In State v. McBride, 118 N.C. App. 316, 318, 454 S.E.2d 840, 841 (1995), this Court addressed the application of N.C. Gen. Stat. § 15A-1340.16(d)(8) within the context of the operation of an automobile by an intoxicated driver. Similar to the instant case, a passenger was killed when the vehicle operated by the defendant was involved in a collision. Id., 118 N.C. App. at 317, 454 S.E.2dat 841. The evidence in McBride showed that the defendant was intoxicated and operated his vehicle in a reckless manner at the time of the accident. Id. Under these circumstances, the Court concluded that the trial court did not err in finding that the defendant's automobile constituted a device which in its normal use is hazardous to the lives of more than one person. Id., 118 N.C. App. at 319, 454 S.E.2d at 842.
Here, as in McBride, the evidence at trial indicates that defendant was intoxicated and operated his vehicle in a reckless manner by driving at an excessive speed. As such, we conclude that the first consideration was satisfactorily established.
The remaining question is whether defendant knowingly created a great risk of death. Id., 118 N.C. App. at 319, 454 S.E.2d at 842. [A]ny reasonable person should know that an automobile operated by a legally intoxicated driver is reasonably likely to cause death to any and all persons who may find themselves in the automobile's path. McBride, 118 N.C. App. at 319-20, 454 S.E.2d at 842.
——
Pick up the court opinion on the McBride aggravating factor after its final sentence and extend it.

Point-based annotation data
——
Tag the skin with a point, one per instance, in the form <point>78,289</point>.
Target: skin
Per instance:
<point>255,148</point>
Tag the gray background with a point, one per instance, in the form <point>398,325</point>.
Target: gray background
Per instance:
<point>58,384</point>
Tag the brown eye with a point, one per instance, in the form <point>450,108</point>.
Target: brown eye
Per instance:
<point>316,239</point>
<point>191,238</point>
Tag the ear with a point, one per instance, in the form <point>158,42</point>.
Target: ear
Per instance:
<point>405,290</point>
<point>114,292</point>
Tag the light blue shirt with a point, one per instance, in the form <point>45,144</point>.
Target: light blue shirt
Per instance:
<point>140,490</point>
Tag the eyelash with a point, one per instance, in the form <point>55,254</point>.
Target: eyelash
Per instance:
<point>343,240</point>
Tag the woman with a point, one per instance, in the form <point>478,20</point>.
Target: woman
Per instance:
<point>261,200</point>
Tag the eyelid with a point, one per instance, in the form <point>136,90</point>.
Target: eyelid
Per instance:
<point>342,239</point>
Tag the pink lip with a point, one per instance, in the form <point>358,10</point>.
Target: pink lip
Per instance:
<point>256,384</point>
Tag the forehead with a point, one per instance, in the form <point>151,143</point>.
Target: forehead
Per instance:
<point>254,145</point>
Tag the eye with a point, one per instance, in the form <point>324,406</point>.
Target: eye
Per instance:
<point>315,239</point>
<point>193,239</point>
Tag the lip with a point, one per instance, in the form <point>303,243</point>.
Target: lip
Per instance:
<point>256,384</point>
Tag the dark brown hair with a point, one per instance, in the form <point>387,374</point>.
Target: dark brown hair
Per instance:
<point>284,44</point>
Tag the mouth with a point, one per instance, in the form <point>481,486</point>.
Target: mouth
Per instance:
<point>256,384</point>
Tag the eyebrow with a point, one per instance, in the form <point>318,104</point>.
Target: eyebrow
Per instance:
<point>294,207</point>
——
*THE OUTPUT*:
The evidence presented at defendant's trial supports a finding that defendant knowingly created a great risk of death. Following the accident, blood tests revealed that defendant had a blood alcohol concentration of .16, and witnesses testified that defendant was traveling at an excessive rate of speed. Further, defendant was driving despite the fact that his license was suspended as a consequence of a prior conviction for driving while impaired. Because of the magnitude of this evidence, we concludethat a rational jury would have found that defendant knowingly created a great risk of death to more than one person by means of a weapon or device that would normally be hazardous to more than one person.
For the foregoing reasons, we hold that the trial court's error in sentencing was harmless beyond a reasonable doubt. Accordingly, the sentence imposed by the trial court should remain undisturbed.
Judges STEPHENS and ARROWOOD concur.
Report per Rule 30(e).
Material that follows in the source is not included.